> **Written problem**:
What follows is a listing. Return every line of it exactly.

> **Input records**:
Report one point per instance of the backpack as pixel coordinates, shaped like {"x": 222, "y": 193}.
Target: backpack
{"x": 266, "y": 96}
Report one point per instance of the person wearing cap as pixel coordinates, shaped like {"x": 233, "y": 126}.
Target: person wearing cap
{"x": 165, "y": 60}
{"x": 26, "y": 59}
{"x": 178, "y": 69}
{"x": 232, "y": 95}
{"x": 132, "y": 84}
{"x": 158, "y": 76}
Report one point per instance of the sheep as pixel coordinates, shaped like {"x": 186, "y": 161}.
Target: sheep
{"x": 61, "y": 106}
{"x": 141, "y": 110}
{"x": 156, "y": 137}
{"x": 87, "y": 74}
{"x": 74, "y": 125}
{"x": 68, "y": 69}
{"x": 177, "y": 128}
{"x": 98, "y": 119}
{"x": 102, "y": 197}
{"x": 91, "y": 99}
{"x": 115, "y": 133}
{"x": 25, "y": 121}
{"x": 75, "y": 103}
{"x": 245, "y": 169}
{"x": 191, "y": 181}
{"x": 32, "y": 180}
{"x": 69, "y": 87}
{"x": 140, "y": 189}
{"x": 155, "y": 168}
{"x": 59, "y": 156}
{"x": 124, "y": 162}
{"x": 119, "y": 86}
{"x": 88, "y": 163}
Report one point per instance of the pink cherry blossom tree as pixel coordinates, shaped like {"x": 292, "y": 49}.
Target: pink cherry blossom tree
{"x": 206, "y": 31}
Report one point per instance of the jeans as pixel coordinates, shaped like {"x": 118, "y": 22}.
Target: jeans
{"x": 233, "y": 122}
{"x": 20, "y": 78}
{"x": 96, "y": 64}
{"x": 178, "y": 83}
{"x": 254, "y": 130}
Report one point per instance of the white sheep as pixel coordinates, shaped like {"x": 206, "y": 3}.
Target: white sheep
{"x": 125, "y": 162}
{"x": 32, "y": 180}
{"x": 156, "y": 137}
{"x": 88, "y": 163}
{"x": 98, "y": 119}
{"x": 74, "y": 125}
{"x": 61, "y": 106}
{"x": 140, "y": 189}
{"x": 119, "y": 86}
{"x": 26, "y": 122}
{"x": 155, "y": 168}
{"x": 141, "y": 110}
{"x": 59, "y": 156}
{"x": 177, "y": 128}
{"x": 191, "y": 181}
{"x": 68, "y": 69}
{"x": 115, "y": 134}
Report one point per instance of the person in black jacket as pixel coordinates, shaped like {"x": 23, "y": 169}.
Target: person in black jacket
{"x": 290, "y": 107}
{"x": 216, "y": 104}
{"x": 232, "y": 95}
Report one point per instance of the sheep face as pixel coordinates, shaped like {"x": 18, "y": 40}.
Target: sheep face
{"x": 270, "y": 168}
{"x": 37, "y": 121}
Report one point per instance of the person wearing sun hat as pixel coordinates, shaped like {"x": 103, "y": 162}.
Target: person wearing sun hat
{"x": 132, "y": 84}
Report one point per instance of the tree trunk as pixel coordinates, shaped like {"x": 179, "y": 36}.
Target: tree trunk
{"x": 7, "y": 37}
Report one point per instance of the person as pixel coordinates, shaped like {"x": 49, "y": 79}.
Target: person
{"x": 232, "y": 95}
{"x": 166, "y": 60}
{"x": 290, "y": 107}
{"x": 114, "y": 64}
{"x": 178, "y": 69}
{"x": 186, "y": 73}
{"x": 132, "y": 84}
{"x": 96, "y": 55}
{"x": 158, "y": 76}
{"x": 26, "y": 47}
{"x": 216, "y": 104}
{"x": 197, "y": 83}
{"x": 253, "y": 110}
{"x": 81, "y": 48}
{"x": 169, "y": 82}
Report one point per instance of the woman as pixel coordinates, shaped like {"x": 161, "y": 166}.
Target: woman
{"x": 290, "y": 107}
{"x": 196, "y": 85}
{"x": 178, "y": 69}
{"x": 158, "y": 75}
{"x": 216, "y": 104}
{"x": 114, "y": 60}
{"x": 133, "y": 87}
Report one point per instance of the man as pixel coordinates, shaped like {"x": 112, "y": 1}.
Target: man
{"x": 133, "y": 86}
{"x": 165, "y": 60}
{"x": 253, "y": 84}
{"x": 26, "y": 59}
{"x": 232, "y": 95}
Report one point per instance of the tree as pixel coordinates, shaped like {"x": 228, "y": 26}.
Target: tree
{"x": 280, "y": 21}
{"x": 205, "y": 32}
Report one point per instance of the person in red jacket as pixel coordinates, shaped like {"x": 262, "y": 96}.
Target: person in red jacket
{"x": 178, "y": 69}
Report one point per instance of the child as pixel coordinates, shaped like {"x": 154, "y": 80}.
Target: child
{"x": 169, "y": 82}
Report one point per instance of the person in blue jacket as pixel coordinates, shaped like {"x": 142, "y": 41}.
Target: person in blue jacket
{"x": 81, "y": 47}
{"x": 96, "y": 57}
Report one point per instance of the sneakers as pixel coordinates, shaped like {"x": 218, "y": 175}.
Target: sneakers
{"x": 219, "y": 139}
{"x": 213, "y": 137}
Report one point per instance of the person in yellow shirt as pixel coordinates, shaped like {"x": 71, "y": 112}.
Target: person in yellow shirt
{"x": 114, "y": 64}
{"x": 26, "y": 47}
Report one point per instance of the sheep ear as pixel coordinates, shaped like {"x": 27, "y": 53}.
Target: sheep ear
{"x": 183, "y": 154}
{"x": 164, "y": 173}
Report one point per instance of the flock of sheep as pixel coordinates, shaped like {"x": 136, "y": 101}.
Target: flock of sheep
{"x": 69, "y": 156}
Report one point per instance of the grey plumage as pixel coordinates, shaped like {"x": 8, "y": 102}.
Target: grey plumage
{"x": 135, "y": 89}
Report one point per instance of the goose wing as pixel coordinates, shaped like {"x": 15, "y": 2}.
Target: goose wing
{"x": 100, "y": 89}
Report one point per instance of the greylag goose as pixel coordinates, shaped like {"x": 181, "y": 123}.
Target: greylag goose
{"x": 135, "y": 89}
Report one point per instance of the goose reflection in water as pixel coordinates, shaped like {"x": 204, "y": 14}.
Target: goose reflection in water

> **Result of the exercise**:
Report one point per instance of the backpack as pixel coordinates, shaped like {"x": 222, "y": 193}.
Target: backpack
{"x": 266, "y": 96}
Report one point per instance of the person wearing cap as pixel coordinates, shaped like {"x": 233, "y": 126}.
Target: person wearing cap
{"x": 165, "y": 60}
{"x": 26, "y": 59}
{"x": 178, "y": 69}
{"x": 232, "y": 95}
{"x": 132, "y": 84}
{"x": 158, "y": 76}
Report one point per instance of the sheep as pixel coordinates, shaped like {"x": 186, "y": 161}.
Target: sheep
{"x": 61, "y": 106}
{"x": 141, "y": 110}
{"x": 156, "y": 137}
{"x": 87, "y": 74}
{"x": 74, "y": 125}
{"x": 68, "y": 69}
{"x": 177, "y": 128}
{"x": 98, "y": 119}
{"x": 102, "y": 197}
{"x": 91, "y": 99}
{"x": 115, "y": 133}
{"x": 25, "y": 121}
{"x": 75, "y": 103}
{"x": 245, "y": 169}
{"x": 191, "y": 181}
{"x": 32, "y": 180}
{"x": 69, "y": 87}
{"x": 140, "y": 189}
{"x": 155, "y": 168}
{"x": 59, "y": 156}
{"x": 124, "y": 162}
{"x": 119, "y": 86}
{"x": 88, "y": 163}
Report one point per instance of the pink cherry blossom tree as pixel coordinates, shaped like {"x": 292, "y": 49}.
Target: pink cherry blossom tree
{"x": 206, "y": 31}
Report one point per instance of the jeans as pixel coordinates, shaped like {"x": 118, "y": 22}.
Target: jeans
{"x": 233, "y": 122}
{"x": 20, "y": 78}
{"x": 96, "y": 64}
{"x": 178, "y": 83}
{"x": 254, "y": 130}
Report one point per instance of the white sheep as pixel coordinates, shaped like {"x": 206, "y": 3}.
Target: white sheep
{"x": 125, "y": 162}
{"x": 32, "y": 180}
{"x": 156, "y": 137}
{"x": 88, "y": 163}
{"x": 98, "y": 119}
{"x": 74, "y": 125}
{"x": 61, "y": 106}
{"x": 140, "y": 189}
{"x": 119, "y": 86}
{"x": 26, "y": 122}
{"x": 155, "y": 168}
{"x": 141, "y": 110}
{"x": 59, "y": 156}
{"x": 177, "y": 128}
{"x": 191, "y": 181}
{"x": 68, "y": 69}
{"x": 115, "y": 134}
Report one point per instance of the person in black jacket as pixel coordinates, shaped like {"x": 23, "y": 169}.
Target: person in black jacket
{"x": 290, "y": 107}
{"x": 216, "y": 104}
{"x": 232, "y": 95}
Report one point per instance of the sheep face as pixel coordinates, shaped like {"x": 18, "y": 40}.
Target: sheep face
{"x": 270, "y": 168}
{"x": 37, "y": 121}
Report one point per instance of the person wearing sun hat as pixel coordinates, shaped like {"x": 103, "y": 162}.
Target: person wearing sun hat
{"x": 132, "y": 84}
Report one point per instance of the tree trunk as pixel coordinates, shaped like {"x": 179, "y": 36}.
Target: tree trunk
{"x": 7, "y": 37}
Report one point per instance of the person as pixel coordinates, shaped like {"x": 49, "y": 79}.
Target: person
{"x": 232, "y": 95}
{"x": 166, "y": 60}
{"x": 290, "y": 107}
{"x": 114, "y": 64}
{"x": 178, "y": 69}
{"x": 186, "y": 73}
{"x": 132, "y": 84}
{"x": 96, "y": 55}
{"x": 158, "y": 76}
{"x": 26, "y": 47}
{"x": 216, "y": 104}
{"x": 197, "y": 83}
{"x": 253, "y": 110}
{"x": 81, "y": 48}
{"x": 169, "y": 82}
Report one point per instance of the woman as pixel coordinates, shaped like {"x": 161, "y": 166}.
Target: woman
{"x": 290, "y": 107}
{"x": 196, "y": 85}
{"x": 178, "y": 69}
{"x": 158, "y": 75}
{"x": 216, "y": 104}
{"x": 114, "y": 60}
{"x": 133, "y": 87}
Report one point per instance of the man as pixel coordinates, shaped like {"x": 112, "y": 1}.
Target: man
{"x": 133, "y": 86}
{"x": 165, "y": 60}
{"x": 253, "y": 84}
{"x": 26, "y": 59}
{"x": 232, "y": 95}
Report one point per instance of the tree as pixel coordinates, shaped like {"x": 228, "y": 26}.
Target: tree
{"x": 280, "y": 21}
{"x": 205, "y": 32}
Report one point per instance of the person in red jacket as pixel coordinates, shaped like {"x": 262, "y": 96}.
Target: person in red jacket
{"x": 178, "y": 69}
Report one point per instance of the child as pixel coordinates, shaped like {"x": 154, "y": 80}.
Target: child
{"x": 169, "y": 82}
Report one point per instance of the person in blue jacket as pixel coordinates, shaped like {"x": 142, "y": 41}.
Target: person in blue jacket
{"x": 81, "y": 47}
{"x": 96, "y": 57}
Report one point per instance of the sneakers as pixel coordinates, shaped like {"x": 218, "y": 175}.
Target: sneakers
{"x": 219, "y": 139}
{"x": 213, "y": 137}
Report one point per instance of the person in yellow shirt as pixel coordinates, shaped like {"x": 71, "y": 112}.
Target: person in yellow shirt
{"x": 114, "y": 64}
{"x": 26, "y": 47}
Report one point per instance of the sheep ear as pixel coordinates, shaped like {"x": 27, "y": 53}.
Target: sheep ear
{"x": 183, "y": 154}
{"x": 164, "y": 173}
Report one point per instance of the flock of sheep as pixel coordinates, shaped like {"x": 136, "y": 101}.
Target: flock of sheep
{"x": 69, "y": 156}
Report one point per instance of the grey plumage as pixel coordinates, shaped like {"x": 8, "y": 102}.
Target: grey plumage
{"x": 135, "y": 89}
Report one point per instance of the goose wing as pixel coordinates, shaped like {"x": 15, "y": 2}.
Target: goose wing
{"x": 100, "y": 89}
Report one point per instance of the greylag goose as pixel coordinates, shaped like {"x": 181, "y": 123}.
Target: greylag goose
{"x": 135, "y": 89}
Report one point per instance of the goose reflection in water as pixel coordinates, shaped like {"x": 204, "y": 14}.
Target: goose reflection in water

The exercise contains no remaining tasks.